Which lines in the entries below contain the word "boxes", matching case exactly? Copy each of those lines in full.

(Data records)
# # # # #
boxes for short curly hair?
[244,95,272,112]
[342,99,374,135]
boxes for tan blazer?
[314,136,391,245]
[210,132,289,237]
# # # # #
§ **Result of this exercise**
boxes for short curly hair?
boxes for tan blazer?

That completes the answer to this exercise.